■ Supplied passage ■

______________________________

The last of the five Buddhist moral precepts enjoins against the
use of intoxicants. On the personal level, abstention from intoxicants helps to
maintain sobriety and a sense of responsibility. Socially, it helps to prevent
accidents, such as car accidents, that can easily take place under the
influence of intoxicating drink or drugs. Many crimes in society are committed
under the influence of these harmful substances. The negative effects they have
on spiritual practice are too obvious to require any explanation.

The five precepts

Theravada Buddhism preserves the Buddha’s teachings and conducts
religious ceremonies mainly in the original Pali language. The five precepts
are also recited in Pali, and their meanings are generally known to most
Buddhists. In the following the original Pali text is given in italics, and the
corresponding English translation is given side by side:

1. Panatipata veramani sikkhapadam
samadiyami
: I observe the precept of abstaining from the
destruction of life.

2. Adinnadana veramani sikkhapadam
samadiyami
: I observe the precept of abstaining from taking that
which is not given.

3. Kamesu micchacara veramani sikkhapadam
samadiyami
: I observe the precept of abstaining from sexual
misconduct.

______________________________

■ Aim A ■
Write out the passage on the five precepts word for word, starting at "1. Panatipata veramani" and ending at "misconduct.".
The passage on the five precepts has no connection to the records.

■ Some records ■

______________________________

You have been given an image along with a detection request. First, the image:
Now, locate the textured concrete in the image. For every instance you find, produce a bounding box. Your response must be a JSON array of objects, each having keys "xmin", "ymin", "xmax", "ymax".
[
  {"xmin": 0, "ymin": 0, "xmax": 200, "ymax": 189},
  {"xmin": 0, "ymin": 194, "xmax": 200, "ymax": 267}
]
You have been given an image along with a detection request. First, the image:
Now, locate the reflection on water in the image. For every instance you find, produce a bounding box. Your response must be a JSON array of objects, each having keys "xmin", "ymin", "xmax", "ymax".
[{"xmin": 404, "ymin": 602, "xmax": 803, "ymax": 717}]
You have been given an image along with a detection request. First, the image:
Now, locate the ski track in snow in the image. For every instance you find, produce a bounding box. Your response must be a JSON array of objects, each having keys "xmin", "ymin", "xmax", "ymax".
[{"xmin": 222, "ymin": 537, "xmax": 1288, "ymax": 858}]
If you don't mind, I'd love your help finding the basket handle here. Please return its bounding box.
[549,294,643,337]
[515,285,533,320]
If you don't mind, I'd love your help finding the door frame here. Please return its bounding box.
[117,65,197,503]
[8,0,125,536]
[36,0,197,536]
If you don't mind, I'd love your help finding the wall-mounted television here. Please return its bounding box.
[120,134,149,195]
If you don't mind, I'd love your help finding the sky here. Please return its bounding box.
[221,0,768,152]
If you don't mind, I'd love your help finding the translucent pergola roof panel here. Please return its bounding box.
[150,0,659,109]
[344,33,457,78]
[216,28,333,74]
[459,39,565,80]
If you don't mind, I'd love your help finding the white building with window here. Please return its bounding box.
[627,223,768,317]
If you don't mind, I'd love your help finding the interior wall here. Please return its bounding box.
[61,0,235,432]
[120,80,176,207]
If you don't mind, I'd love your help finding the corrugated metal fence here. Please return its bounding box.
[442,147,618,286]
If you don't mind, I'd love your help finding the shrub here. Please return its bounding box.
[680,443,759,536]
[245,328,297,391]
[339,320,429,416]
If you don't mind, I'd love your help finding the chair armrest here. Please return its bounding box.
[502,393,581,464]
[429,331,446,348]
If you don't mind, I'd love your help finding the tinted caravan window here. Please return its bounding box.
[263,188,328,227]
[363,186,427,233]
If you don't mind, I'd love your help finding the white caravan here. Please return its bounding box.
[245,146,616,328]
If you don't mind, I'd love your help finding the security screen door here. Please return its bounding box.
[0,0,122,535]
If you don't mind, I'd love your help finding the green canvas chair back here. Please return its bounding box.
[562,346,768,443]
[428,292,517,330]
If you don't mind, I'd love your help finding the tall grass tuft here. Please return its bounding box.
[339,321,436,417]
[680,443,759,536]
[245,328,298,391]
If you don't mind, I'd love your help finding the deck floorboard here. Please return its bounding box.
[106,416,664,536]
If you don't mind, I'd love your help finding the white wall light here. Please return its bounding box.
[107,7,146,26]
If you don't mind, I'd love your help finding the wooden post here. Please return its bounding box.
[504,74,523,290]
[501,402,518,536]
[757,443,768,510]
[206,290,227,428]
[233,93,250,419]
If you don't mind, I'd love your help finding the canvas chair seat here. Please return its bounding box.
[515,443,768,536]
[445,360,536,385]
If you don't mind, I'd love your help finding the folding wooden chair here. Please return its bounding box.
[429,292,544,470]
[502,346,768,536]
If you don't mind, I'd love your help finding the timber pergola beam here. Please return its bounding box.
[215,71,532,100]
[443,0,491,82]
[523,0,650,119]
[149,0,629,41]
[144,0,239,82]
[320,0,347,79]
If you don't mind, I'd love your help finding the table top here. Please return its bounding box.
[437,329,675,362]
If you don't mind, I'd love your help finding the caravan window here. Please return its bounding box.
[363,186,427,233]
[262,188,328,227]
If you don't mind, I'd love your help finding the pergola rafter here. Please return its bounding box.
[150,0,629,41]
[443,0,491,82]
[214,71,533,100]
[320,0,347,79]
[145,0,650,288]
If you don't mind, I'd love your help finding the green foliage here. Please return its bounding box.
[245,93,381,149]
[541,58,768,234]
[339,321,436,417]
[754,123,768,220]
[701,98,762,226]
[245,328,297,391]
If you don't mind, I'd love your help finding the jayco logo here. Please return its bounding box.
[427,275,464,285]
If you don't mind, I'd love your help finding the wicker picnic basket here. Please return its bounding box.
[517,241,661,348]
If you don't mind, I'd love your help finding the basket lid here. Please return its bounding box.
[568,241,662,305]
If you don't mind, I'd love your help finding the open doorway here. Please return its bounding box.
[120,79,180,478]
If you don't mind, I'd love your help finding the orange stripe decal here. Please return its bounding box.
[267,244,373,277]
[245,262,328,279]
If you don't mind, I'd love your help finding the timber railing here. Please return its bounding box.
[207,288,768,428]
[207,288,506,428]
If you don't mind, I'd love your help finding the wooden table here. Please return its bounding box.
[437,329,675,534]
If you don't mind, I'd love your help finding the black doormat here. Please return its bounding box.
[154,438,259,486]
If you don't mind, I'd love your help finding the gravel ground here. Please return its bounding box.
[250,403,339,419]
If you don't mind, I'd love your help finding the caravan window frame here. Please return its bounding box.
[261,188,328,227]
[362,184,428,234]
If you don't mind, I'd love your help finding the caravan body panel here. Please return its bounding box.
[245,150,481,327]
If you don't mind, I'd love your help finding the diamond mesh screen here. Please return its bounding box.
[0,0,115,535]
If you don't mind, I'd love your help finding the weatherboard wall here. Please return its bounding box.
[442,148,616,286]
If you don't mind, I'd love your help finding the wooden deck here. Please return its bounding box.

______________________________

■ Aim B ■
Give the records again word for word, starting at the first line of the records and ending at the line containing "[221,0,768,152]".

■ Complete answer A ■
1. Panatipata veramani sikkhapadam
samadiyami
: I observe the precept of abstaining from the
destruction of life.

2. Adinnadana veramani sikkhapadam
samadiyami
: I observe the precept of abstaining from taking that
which is not given.

3. Kamesu micchacara veramani sikkhapadam
samadiyami
: I observe the precept of abstaining from sexual
misconduct.

■ Complete answer B ■
You have been given an image along with a detection request. First, the image:
Now, locate the textured concrete in the image. For every instance you find, produce a bounding box. Your response must be a JSON array of objects, each having keys "xmin", "ymin", "xmax", "ymax".
[
  {"xmin": 0, "ymin": 0, "xmax": 200, "ymax": 189},
  {"xmin": 0, "ymin": 194, "xmax": 200, "ymax": 267}
]
You have been given an image along with a detection request. First, the image:
Now, locate the reflection on water in the image. For every instance you find, produce a bounding box. Your response must be a JSON array of objects, each having keys "xmin", "ymin", "xmax", "ymax".
[{"xmin": 404, "ymin": 602, "xmax": 803, "ymax": 717}]
You have been given an image along with a detection request. First, the image:
Now, locate the ski track in snow in the image. For every instance you find, produce a bounding box. Your response must be a JSON array of objects, each having keys "xmin", "ymin", "xmax", "ymax".
[{"xmin": 222, "ymin": 537, "xmax": 1288, "ymax": 858}]
If you don't mind, I'd love your help finding the basket handle here. Please return its bounding box.
[549,294,643,337]
[515,285,533,320]
If you don't mind, I'd love your help finding the door frame here. Please return its bounding box.
[117,65,197,503]
[8,0,125,536]
[36,0,197,536]
If you don't mind, I'd love your help finding the wall-mounted television here. Please return its bounding box.
[120,134,149,195]
If you don't mind, I'd love your help finding the sky here. Please return its bounding box.
[221,0,768,152]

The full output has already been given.